### Supplied material

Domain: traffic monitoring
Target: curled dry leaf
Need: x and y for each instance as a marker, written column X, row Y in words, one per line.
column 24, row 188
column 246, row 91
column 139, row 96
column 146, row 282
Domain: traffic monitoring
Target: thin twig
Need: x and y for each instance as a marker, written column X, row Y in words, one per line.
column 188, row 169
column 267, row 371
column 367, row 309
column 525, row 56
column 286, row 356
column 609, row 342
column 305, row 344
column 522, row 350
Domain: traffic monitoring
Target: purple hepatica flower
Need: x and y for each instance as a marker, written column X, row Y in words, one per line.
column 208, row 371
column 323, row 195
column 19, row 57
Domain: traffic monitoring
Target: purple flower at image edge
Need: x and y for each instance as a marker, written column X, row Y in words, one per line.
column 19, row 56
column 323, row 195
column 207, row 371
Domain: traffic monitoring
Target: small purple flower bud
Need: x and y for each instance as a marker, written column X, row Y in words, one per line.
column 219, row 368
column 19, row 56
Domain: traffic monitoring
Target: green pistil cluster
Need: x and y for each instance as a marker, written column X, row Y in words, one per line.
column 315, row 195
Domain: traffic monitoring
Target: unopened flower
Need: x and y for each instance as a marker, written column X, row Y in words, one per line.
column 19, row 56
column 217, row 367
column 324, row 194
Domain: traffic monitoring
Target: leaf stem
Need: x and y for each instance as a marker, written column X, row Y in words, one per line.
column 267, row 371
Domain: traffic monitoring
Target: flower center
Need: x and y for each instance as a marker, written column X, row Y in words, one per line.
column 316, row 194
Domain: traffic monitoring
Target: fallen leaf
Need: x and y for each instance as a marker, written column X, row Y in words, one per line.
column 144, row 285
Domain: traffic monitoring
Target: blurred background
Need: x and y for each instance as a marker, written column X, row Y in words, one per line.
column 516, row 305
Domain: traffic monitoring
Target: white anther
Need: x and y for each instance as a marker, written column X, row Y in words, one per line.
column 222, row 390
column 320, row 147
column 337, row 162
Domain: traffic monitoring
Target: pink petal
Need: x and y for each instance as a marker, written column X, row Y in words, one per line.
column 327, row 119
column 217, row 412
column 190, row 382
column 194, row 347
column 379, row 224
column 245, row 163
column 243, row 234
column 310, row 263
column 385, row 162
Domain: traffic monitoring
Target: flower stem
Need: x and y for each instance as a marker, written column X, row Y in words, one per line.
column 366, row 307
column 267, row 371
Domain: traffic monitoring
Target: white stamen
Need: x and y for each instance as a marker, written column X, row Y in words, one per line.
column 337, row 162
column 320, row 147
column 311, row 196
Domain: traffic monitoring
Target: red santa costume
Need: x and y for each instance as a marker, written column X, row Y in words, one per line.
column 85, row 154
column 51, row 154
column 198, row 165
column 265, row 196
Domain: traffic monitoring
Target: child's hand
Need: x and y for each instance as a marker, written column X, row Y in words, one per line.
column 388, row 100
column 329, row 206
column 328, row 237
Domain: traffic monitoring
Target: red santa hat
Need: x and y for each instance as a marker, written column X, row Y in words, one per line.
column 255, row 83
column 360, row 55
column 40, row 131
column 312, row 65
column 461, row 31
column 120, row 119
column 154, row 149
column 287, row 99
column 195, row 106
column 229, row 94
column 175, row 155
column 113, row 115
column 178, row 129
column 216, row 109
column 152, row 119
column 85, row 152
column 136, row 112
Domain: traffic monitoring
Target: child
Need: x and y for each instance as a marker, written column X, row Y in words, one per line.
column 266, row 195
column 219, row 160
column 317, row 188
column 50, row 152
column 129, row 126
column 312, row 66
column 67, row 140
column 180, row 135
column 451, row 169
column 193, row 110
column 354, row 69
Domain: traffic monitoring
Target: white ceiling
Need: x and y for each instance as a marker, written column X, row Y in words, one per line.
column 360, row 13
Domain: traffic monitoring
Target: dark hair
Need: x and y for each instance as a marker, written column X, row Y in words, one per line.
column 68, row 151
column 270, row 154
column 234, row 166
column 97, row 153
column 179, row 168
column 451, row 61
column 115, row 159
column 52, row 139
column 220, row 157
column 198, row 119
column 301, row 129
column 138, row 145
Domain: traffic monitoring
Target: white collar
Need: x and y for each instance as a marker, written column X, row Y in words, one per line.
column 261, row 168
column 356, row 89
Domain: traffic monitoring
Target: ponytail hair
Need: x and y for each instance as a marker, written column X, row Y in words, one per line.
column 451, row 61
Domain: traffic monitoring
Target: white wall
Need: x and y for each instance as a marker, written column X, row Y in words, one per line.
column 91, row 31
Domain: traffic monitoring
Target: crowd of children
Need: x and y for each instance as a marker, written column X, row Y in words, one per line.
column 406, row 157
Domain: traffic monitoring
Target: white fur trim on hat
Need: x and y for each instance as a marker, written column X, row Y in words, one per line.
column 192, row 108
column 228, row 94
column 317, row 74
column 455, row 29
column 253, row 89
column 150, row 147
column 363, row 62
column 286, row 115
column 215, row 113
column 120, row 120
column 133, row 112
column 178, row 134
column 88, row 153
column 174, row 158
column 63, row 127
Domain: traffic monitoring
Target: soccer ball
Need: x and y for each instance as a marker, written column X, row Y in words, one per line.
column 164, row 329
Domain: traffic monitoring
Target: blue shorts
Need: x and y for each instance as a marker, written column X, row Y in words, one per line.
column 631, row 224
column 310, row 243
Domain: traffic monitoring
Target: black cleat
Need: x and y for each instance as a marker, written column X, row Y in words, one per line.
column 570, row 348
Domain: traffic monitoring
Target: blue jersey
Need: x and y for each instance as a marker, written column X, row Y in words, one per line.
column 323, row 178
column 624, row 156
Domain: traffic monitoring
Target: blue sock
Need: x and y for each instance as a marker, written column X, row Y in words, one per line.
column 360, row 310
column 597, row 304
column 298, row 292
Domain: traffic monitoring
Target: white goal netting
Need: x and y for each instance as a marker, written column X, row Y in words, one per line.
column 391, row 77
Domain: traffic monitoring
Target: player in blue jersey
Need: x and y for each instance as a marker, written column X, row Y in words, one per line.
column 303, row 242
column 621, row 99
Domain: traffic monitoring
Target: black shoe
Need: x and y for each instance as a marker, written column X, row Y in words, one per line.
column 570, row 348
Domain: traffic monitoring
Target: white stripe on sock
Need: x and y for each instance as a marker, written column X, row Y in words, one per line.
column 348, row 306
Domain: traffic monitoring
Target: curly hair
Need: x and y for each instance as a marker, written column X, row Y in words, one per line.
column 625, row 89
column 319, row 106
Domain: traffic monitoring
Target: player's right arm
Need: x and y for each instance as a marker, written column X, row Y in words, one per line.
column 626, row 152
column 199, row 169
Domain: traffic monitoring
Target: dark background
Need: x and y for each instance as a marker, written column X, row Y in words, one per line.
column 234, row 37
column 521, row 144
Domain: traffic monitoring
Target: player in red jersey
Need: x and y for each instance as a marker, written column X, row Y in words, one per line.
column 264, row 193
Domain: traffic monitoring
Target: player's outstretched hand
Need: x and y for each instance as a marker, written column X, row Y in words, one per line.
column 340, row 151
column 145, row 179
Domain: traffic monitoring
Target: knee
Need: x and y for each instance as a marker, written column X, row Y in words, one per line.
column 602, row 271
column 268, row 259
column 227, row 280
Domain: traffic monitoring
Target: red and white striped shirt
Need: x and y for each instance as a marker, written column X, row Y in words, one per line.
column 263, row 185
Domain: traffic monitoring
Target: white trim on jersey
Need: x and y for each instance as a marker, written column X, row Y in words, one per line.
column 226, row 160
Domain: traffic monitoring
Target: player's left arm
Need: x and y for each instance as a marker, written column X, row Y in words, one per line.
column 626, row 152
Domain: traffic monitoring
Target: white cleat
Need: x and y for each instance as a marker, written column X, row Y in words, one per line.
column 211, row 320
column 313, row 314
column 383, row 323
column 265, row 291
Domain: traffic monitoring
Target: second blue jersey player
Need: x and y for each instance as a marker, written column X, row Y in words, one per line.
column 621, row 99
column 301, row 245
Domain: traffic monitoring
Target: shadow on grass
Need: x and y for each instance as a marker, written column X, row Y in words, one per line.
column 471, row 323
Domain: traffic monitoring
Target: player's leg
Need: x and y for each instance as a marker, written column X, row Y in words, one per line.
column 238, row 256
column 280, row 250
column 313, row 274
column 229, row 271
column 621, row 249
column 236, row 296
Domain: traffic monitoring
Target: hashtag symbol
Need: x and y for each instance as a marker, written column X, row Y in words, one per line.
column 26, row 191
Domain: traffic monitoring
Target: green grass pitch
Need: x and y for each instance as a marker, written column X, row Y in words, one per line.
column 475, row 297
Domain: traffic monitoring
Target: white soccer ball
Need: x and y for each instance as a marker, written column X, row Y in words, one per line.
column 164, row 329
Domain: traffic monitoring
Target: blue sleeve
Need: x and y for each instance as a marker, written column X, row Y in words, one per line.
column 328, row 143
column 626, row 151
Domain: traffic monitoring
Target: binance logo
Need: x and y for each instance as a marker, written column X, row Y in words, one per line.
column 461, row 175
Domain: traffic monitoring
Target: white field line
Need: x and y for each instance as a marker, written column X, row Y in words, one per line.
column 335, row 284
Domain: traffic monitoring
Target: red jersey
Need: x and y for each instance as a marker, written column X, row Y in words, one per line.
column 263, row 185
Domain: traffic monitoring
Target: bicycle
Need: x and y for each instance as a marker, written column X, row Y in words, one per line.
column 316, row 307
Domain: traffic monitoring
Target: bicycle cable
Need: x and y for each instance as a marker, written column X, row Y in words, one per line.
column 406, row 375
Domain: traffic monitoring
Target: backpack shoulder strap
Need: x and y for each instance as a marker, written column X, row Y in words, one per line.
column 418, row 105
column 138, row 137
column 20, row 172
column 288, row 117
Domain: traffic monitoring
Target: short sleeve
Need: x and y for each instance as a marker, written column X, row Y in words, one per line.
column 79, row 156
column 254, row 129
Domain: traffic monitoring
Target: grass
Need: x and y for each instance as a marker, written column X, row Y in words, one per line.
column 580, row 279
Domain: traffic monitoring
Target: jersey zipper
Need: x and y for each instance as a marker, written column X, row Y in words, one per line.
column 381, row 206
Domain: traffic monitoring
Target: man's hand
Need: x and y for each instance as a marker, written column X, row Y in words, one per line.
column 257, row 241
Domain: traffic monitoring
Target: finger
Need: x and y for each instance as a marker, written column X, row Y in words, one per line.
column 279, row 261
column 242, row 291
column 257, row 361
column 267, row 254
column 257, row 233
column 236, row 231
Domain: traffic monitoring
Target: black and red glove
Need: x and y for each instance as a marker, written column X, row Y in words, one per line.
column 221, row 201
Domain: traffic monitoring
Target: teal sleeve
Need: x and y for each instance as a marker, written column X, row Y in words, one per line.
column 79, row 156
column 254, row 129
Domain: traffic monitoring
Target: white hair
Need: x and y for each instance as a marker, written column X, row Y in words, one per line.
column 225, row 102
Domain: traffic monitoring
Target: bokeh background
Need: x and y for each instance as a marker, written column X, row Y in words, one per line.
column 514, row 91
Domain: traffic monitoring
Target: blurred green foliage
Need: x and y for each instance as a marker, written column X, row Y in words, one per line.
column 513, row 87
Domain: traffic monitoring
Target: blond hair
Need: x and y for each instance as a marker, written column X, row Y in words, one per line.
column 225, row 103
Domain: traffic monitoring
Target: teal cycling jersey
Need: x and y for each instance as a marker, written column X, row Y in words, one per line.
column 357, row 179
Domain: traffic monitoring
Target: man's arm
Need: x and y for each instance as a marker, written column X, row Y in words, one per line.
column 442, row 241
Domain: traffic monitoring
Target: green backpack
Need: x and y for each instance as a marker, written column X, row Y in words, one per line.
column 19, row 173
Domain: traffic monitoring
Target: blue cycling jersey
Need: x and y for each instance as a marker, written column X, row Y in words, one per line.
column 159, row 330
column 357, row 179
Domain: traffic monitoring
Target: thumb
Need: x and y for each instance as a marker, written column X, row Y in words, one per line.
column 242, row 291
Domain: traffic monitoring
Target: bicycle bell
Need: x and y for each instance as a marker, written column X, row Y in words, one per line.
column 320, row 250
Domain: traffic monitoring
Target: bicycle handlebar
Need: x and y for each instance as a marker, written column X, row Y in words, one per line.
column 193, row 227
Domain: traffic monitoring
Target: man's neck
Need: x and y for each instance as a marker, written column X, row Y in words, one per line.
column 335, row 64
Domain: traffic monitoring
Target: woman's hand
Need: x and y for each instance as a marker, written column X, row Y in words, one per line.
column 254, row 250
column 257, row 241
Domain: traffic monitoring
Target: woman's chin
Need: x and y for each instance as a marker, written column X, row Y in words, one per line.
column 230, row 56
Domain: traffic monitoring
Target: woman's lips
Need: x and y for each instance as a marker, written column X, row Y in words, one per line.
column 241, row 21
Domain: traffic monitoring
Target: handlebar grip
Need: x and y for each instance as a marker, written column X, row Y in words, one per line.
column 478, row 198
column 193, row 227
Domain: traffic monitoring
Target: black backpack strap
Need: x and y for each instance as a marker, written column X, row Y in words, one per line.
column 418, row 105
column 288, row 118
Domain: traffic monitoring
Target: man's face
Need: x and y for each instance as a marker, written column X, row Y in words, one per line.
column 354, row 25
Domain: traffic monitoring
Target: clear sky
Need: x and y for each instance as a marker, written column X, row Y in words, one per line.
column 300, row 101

######

#### Request:
Identify every line in the rows above that contains the word "teal", and copy each of those lines out in full.

#### Problem solution:
Target: teal sleeve
Target: teal cycling jersey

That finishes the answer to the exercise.